_DATA LISTING_.
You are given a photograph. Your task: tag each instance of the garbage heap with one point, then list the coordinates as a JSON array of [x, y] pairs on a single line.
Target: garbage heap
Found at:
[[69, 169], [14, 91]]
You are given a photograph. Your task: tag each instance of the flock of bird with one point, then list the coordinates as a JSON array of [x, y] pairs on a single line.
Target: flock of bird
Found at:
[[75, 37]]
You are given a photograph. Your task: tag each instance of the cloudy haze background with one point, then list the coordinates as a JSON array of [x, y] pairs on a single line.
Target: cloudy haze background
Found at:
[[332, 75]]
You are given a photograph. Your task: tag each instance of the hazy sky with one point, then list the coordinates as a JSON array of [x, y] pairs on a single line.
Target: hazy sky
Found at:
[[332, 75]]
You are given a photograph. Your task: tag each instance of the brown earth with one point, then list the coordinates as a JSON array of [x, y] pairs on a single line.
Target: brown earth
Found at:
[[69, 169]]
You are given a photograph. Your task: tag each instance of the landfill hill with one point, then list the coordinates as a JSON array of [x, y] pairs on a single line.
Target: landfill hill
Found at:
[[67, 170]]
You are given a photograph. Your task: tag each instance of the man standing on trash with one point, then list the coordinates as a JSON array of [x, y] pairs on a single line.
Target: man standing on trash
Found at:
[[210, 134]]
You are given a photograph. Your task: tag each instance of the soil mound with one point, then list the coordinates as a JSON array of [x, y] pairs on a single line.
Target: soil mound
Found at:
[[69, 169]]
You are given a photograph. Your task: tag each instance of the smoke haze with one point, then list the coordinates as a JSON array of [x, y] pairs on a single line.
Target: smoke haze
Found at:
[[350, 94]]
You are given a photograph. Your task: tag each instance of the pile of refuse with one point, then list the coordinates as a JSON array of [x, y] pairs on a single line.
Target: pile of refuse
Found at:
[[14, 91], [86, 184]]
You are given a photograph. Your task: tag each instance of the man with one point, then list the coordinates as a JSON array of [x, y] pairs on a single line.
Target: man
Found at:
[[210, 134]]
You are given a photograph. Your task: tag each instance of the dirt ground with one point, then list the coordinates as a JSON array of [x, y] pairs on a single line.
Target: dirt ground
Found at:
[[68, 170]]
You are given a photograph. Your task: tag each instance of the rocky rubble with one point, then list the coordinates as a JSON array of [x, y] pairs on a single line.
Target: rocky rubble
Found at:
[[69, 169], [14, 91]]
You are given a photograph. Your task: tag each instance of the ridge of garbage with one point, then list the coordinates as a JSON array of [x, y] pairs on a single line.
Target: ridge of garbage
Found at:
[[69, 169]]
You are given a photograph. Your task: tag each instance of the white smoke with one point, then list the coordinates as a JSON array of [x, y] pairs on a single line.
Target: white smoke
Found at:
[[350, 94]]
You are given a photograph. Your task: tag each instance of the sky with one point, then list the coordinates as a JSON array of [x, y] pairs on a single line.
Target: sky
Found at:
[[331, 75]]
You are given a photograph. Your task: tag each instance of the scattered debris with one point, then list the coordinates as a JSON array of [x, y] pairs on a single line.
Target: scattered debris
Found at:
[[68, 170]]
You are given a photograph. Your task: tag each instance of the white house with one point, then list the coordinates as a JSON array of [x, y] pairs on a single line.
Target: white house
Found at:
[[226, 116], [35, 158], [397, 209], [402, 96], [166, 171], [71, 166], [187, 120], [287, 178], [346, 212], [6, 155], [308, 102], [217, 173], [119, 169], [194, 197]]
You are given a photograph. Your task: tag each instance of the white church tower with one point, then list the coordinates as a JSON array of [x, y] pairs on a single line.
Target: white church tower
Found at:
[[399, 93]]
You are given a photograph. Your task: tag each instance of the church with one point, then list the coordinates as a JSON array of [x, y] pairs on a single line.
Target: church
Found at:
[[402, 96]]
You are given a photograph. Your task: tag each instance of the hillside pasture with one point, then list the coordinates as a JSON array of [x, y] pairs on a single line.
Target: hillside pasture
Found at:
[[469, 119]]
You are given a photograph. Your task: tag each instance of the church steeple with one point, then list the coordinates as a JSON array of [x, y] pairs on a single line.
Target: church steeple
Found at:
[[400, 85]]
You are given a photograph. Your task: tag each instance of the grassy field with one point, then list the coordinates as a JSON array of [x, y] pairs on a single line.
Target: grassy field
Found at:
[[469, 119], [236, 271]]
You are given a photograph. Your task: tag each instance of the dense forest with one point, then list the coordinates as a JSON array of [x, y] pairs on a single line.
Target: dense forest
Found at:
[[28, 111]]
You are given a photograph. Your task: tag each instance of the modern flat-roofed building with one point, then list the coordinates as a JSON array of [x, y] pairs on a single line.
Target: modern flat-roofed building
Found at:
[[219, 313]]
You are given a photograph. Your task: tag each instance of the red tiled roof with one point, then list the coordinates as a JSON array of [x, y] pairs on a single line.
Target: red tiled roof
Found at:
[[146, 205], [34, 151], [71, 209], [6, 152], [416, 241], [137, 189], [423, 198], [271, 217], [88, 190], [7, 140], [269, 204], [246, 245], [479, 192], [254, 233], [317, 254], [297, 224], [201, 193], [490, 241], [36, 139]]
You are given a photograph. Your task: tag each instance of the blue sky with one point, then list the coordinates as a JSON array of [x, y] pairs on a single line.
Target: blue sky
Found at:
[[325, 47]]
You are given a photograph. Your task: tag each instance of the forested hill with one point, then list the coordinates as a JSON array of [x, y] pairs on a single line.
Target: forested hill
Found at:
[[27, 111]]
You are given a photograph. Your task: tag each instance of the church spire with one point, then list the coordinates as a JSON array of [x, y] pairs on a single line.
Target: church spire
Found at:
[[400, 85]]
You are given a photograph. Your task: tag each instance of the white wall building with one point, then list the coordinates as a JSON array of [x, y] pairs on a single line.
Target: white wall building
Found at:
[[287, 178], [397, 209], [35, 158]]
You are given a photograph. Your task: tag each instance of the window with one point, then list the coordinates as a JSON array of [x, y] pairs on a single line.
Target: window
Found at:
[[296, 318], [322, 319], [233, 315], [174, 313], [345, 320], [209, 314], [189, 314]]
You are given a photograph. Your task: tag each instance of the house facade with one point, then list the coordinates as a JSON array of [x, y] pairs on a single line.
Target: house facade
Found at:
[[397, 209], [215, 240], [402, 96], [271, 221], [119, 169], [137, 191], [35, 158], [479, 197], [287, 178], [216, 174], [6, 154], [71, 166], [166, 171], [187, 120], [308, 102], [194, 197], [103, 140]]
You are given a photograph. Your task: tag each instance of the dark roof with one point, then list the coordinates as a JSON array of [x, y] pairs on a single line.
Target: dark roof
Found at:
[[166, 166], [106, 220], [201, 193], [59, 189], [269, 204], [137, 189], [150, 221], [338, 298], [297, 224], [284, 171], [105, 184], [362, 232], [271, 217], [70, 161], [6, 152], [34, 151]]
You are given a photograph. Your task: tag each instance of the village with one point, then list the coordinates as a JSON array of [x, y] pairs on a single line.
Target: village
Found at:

_TASK TO COMPLETE_. Please write out all of the records above again, swapping every "tag" for "mark" and leaving everything else unchanged.

_EXERCISE SOLUTION_.
You are given a photograph. Your task: mark each instance of the garbage heap with one point, then list the coordinates as a JSON array of [x, y] pairs on a single line.
Target: garbage heap
Found at:
[[69, 169], [14, 91]]
You are given a photograph. Your task: mark each instance of the flock of bird with one point, then list the coordinates as a JSON array of [x, y] pairs on a single line.
Target: flock of bird
Found at:
[[75, 37]]
You are given a photograph. Your task: mark each instance of the cloudy haze background with one point, then list the coordinates as a JSON array of [x, y] pairs on a single line.
Target: cloudy haze background
Found at:
[[332, 75]]
You are given a photograph. Your task: mark each instance of the hazy sky with one point, then list the coordinates as a JSON array of [x, y] pairs on a single line.
Target: hazy sky
Found at:
[[332, 75]]
You are given a photograph. Your task: mark each instance of the brown earth with one point, then list the coordinates as a JSON array of [x, y] pairs on a single line.
Target: brown earth
Found at:
[[69, 169]]
You are given a photograph. Your task: mark each instance of the landfill hill with one point, then list the coordinates as a JSON array of [x, y] pairs on a single line.
Target: landfill hill
Found at:
[[67, 170]]
You are given a photograph. Your task: mark each instance of the man standing on trash with one point, then list the coordinates as a JSON array of [x, y] pairs on a single line.
Target: man standing on trash
Found at:
[[210, 134]]
You are given a photograph. Your task: mark each instance of the soil mound with one point, then list the coordinates as a JSON array of [x, y] pairs on a single line.
Target: soil mound
Found at:
[[69, 169]]
You are given a photograph. Your task: mark each instance of the smoke haze with one point, then list the coordinates as a JSON array of [x, y] pairs on a single line.
Target: smoke haze
Found at:
[[350, 94]]
You are given a photograph. Your task: mark each instance of the pile of refuse with one point, then list the coordinates as a JSON array of [x, y] pairs on a single line.
Target: pile of refuse
Found at:
[[14, 91], [86, 184]]
You are given a photograph. Your task: mark each instance of the man with one point, then list the coordinates as a JSON array of [x, y] pairs on a single line.
Target: man
Found at:
[[210, 134]]
You are given a photograph. Your task: mark each instance of the dirt ground with one point, then list the coordinates as a JSON array of [x, y] pairs on a single line.
Target: dirt ground
Found at:
[[68, 170]]
You are given a photograph. Your task: mark each instance of the rocky rubble with one point, then list the coordinates as a JSON array of [x, y] pairs on a single line.
Target: rocky rubble
Found at:
[[69, 169], [14, 91]]
You are given a photograph. Your task: mark each instance of the ridge of garbage with one point, then list the coordinates as a JSON array of [x, y] pairs on a single line.
Target: ridge of garbage
Found at:
[[69, 169]]
You are given a photograph. Your task: mark each instance of the white smoke with one point, then list the coordinates as a JSON array of [x, y] pairs on a single line.
Target: white smoke
Found at:
[[350, 94]]
You are given a photograph. Your task: mark each instance of the sky with one point, then list the coordinates as a JSON array of [x, y] pairs on a single line.
Target: sky
Found at:
[[331, 75]]
You are given a photograph. Your task: mark each instance of the scattered debris with one point, then list the coordinates as a JSON array of [x, y] pairs on a single line.
Target: scattered debris
Found at:
[[68, 170]]
You are given a photograph. Your task: mark each instance of the white house with one point, then list the coordinates as a JSON array of [x, y] pairs on a single line.
Target: white house
Found at:
[[226, 116], [35, 158], [397, 209], [402, 96], [166, 171], [71, 166], [187, 120], [287, 178], [346, 212], [6, 155], [308, 102], [217, 173], [119, 169], [194, 197]]
You are given a photograph. Your task: mark each instance of the white church tower with one point, then list the coordinates as a JSON array of [x, y] pairs on a single line.
Target: white church tower
Found at:
[[399, 93]]
You are given a photograph. Your task: mark each instance of the church with one point, then list the coordinates as a JSON array of [x, y] pairs on a single line.
Target: church
Found at:
[[402, 96]]
You are given a photograph. Your task: mark each instance of the hillside pasture with one point, then list the coordinates as a JSON array of [x, y] pairs on a single line.
Target: hillside pasture
Found at:
[[469, 119]]
You are given a photograph. Your task: mark each instance of the church steeple with one point, then list the coordinates as a JSON array of [x, y] pairs on a single line.
Target: church steeple
Found at:
[[400, 85]]
You are given a photograph. Your task: mark each instance of the grassy field with one point, then list the coordinates as a JSON array of [x, y] pairs on a single line.
Target: grassy field
Found at:
[[469, 119], [236, 271]]
You are given a photograph. Your task: mark each instance of the dense forest with one point, then list the coordinates as a JSON array of [x, y] pairs on a single line.
Target: dense forest
Found at:
[[28, 111]]
You are given a photograph. Your task: mark each instance of the modern flat-roofed building with one point, then list the coordinates as a JSON array of [x, y] pairs on a single line.
Target: modern flat-roofed building
Found at:
[[219, 313]]
You are given a photograph. Your task: mark each instance of the red tiled roof with one point, then list the coordinates as a JSON array of [x, y] pairs on a single line.
Target: red tiled roof
Found at:
[[146, 205], [34, 151], [71, 209], [6, 152], [416, 241], [137, 189], [423, 198], [271, 217], [88, 190], [7, 140], [269, 204], [246, 245], [479, 192], [254, 233], [317, 254], [297, 224], [201, 193], [490, 241], [36, 139]]
You are given a photograph. Your task: mark each instance of the blue sky with one point, then list the coordinates as a JSON array of [x, y] pairs on a single line.
Target: blue sky
Found at:
[[325, 47]]
You are given a photograph. Your task: mark each instance of the forested hill with one point, then list the coordinates as a JSON array of [x, y] pairs on a single line.
Target: forested hill
Found at:
[[27, 111]]
You are given a photograph. Your task: mark each instance of the church spire with one point, then list the coordinates as a JSON array of [x, y] pairs on a single line.
Target: church spire
Found at:
[[400, 85]]
You are given a photograph. Your task: mark each instance of the white wall building with one point, then list the coordinates as a JSON array of [x, y] pairs on a single line.
Target: white wall building
Found at:
[[287, 178], [397, 209], [35, 158]]
You are given a photograph. Your task: mark each instance of the window with one point, then list the coordinates as a JSON array of [x, y] pairs on a single line.
Target: window
Found at:
[[296, 318], [322, 319], [233, 315], [174, 313], [345, 320], [209, 314], [189, 314]]
You are given a photograph. Your task: mark each instance of the house facade with one point, then list the coordinates as a JSON array of [x, y] pairs on a single line.
Target: house facade
Found at:
[[397, 209], [215, 240], [402, 96], [271, 221], [119, 169], [137, 191], [35, 158], [479, 197], [287, 178], [216, 174], [6, 154], [71, 166], [166, 171], [187, 120], [308, 102], [194, 197], [103, 140]]
You are given a photograph. Your task: mark each instance of the dark roof with one point, then list the coordinates as a JSON array of [x, y] pairs on a single line.
Target: dark roof
Found at:
[[166, 166], [106, 220], [201, 193], [59, 189], [269, 204], [137, 189], [150, 221], [338, 298], [297, 224], [284, 171], [105, 184], [362, 232], [271, 217], [70, 161], [6, 152], [34, 151]]
You are given a photograph. Your task: mark each instance of the village with one point, then list the coordinates as a JSON array of [x, y] pairs on a single line.
Target: village
Found at:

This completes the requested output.